**Excerpt provided**
He got angry with his wife over some meaningless thing.  She didnt bring the salt that he liked with his Bud Light.  and the fighting began.  I remember being terrified.  I didnt know what to do.  I was a child.

My friend and i went out there and tried to calm him down, get him another drink…anything we could do just to calm him down.  We tried to distract him, she threw herself between them….he just pushed her out of the way and slammed into me.  We both hit the floor.  On the way down i slammed my head into the island and my head started to bleed.  It was real.  I was now in that moment.  I was a victim.  To no avail he was raging, our attempts to calm him down and get him off of his wife were a failure.  He was now mad with all of us.  He started throwing old beer bottles into the walls, through the doors.  Screaming and letting us know that if he didnt get his way none of us were walking out of there….at least not alive.  He began to ruthlessly beat his wife and wouldnt let us leave the room.  He made us stay and watch as he Slammed her against the wall and then into the washer and dryer.  I remember be too scared to cry.  Just sitting shaking, knowing that there was no way i could stop this without getting harmed myself.

**Data provided**

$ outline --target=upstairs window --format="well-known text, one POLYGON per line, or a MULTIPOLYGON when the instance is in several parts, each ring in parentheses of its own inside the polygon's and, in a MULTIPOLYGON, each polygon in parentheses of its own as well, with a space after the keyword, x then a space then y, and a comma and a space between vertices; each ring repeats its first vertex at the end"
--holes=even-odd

**Exercise instructions**
A) In the account of the fight, what did the wife fail to bring that set off the fighting?
B) Carry on the account of the fight from its last sentence.
The data has nothing to do with the account of the fight.

**The results**
A) The salt he liked with his Bud Light.

B)
The blood was pouring out of her nose and out of my head.  But it was like we were stuck.  We couldnt do anything but watch.  In fear that our lives would be done.  At 13.

His 6′1″ frame against her 5′1″ frame.  The beating continued for what felt like an eternity.  In my head i know it was only 10 minutes.  His wife was laying on the floor.  I can remember it so clearly.  She was hudled in the fetal position with her stomach towards the washer and dryer in the hall.  She was yelling, pleading with him to stop.  That she was defeated and would do anything for it to stop.

I remember he calmly walked over to the couch.  Under the cushion is where he kept his revolver.  He walked over and pulled out his revolver and like times before.  He walked back over to her, but in passing us he waved the gun in our faces threatening to pull the trigger.  If we said anything or tried to stop him he would pull the trigger.  We watched him walk over to his wife who was on the floor, stand her up and hold the gun to her.  The look in his eyes was one i imagine the darkest person to ever have.  Once he stood her up he told her that if she ever fought him again, or didnt do what she knew was needed he would do it.  No excuses this time.

And in my gut, i know he was serious.  I know he would have.

He didnt do it that night, and i dont think he has done it, but the threat was there, and for me the threat was enough.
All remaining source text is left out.